§ EXERCISES TO COMPLETE
1. According to the Laudato Si passage, how many pages long is the encyclical?
2. Reproduce the stretch of the Laudato Si passage from "In coming to" through "the policy side.", copying it word for word.
3. Carry on writing the Laudato Si passage from the point where it stops.

§ SOURCE PASSAGE
■ ■ ■ ■ ■ ■ ■

The number of words already published, aired, or posted online analyzing Pope Francis’s “Laudato Si” (Praise be to You) encyclical clearly dwarf the 183 pages and 40,600-plus words in the encyclical itself.

Lots of praise amidst also some dissent in those reams of analyses. But it’s patently clear that those strongly concerned over the issue of the warming climate are overwhelmingly pleased, thrilled even, with the pope’s in-depth observations. And, as to be expected, that those indelibly resistant to the growing body of scientific evidence remain unswayed by the entry into the dialog of arguably the world’s single most respected individual.

In considering the pope’s original logic and wording, and also the extensive Monday-morning quarterbacking it precipitated, it’s notable that the news before, on, and immediately after the official release was dominated in the U.S. by not the one, but two compelling church- and religion-related “breaking news” stories. (Along with a third ongoing story concerning the two escaped convicted murderers from an upstate New York prison.)

Each commanded their share of a diminishing amount of prime-time and mainstream news media real estate, and probably also of the regular sermonizing at Catholic churches nationwide on the Sunday following. And it’s not surprising, nor is it “wrong,” that the murders of nine innocents at the Emanuel AME Church in Charleston, S.C., sucked up most of the media’s attention and time. And not the pope’s pronouncement of the dilemma facing the planet.

Encyclical’s Major Components

In coming to terms with the enormous breadth and depth of what Pope Francis describes as “the ecological crisis,” with its emphasis on climate change, let’s compartmentalize: It may help to think separately about how he approached the fundamental earth science, and then, separately, about his approach to what to do about it – the policy side.

■ ■ ■ ■ ■ ■ ■

§ DATA SHOWN

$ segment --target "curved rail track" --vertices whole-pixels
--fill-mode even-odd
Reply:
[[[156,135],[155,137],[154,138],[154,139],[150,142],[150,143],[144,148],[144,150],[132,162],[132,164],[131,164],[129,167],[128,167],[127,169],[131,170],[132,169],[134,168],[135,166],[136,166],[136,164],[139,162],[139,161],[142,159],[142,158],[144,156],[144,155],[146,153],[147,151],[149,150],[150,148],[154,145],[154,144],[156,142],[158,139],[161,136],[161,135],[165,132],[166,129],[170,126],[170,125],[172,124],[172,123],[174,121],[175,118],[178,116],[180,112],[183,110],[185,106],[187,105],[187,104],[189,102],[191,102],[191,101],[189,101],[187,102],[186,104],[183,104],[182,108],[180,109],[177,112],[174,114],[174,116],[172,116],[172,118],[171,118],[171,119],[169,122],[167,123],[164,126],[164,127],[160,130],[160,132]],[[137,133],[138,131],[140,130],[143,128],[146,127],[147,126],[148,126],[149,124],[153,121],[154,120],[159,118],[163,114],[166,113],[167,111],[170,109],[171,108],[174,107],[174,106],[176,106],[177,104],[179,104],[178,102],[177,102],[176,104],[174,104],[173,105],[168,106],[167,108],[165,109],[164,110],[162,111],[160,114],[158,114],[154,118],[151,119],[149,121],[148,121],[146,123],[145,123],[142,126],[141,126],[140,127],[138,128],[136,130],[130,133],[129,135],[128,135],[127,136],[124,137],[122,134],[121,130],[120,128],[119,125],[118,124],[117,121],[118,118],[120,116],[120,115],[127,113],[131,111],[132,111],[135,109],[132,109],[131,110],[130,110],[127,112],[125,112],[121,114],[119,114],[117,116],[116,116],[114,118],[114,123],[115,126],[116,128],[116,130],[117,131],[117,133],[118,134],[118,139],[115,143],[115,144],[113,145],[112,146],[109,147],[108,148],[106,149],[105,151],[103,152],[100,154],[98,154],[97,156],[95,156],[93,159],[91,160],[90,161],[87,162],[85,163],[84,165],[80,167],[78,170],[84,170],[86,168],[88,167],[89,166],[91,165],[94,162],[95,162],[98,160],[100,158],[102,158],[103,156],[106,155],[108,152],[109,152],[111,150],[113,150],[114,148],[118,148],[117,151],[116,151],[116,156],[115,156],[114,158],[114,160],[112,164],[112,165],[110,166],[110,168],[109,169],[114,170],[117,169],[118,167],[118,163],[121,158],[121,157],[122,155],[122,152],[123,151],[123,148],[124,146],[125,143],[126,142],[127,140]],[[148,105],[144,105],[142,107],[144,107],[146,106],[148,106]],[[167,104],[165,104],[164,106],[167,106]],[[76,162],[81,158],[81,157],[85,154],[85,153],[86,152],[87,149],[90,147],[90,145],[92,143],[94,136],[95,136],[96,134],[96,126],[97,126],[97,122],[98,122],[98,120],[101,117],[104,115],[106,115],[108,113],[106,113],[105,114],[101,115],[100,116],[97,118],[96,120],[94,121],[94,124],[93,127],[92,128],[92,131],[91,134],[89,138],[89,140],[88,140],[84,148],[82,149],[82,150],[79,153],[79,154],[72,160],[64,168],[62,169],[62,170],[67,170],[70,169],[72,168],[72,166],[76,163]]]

■ ■ ■ ■ ■ ■ ■

§ EXPECTED RESPONSES
1. 183 pages

2.
In coming to terms with the enormous breadth and depth of what Pope Francis describes as “the ecological crisis,” with its emphasis on climate change, let’s compartmentalize: It may help to think separately about how he approached the fundamental earth science, and then, separately, about his approach to what to do about it – the policy side.

3.
Few in the climate-concerned or worried category will likely have much trouble with how the encyclical addresses the science. In this respect, the New York Times’s June 18 headline that the pope in the encyclical “aligns himself with mainstream science on climate” is on-target … “at least to the degree possible in a religious document meant for a broad audience,” as Times reporter Justin Gillis wrote. Gillis added that the encyclical’s sections on the science “could serve as a syllabus for Environmental Science 101 in just about any college classroom these days.”

That’s a pill not easy for died-in-the-wool climate science doubters to swallow. But it is what it is, and the encyclical’s scientific grounding is about as good as any reasonable and respected climatologist could possibly hope for. That should come as no surprise given that the pope’s and his surrogates’ run-up to the encyclical included consultations with some of the world’s most respected climate experts.

Beyond the science that underlies much of the encyclical itself, there is of course also the historical references to the church’s own liturgy. From the very first words of the encyclical, Pope Francis invoked historical Catholic teachings, then moved right up through the thoughts and words of his immediate predecessors to explain his reasoning.

“Praise be to you, my Lord, through our Sister, Mother Earth, who sustains and governs us, and who produces various fruit with varied coloured flowers and herbs,” he wrote. He did so in the first paragraph, after recalling his namesake Saint Francis of Assisi’s reminder that “our common home is like a sister with whom we share our life and a beautiful mother who opens her arms to embrace us.”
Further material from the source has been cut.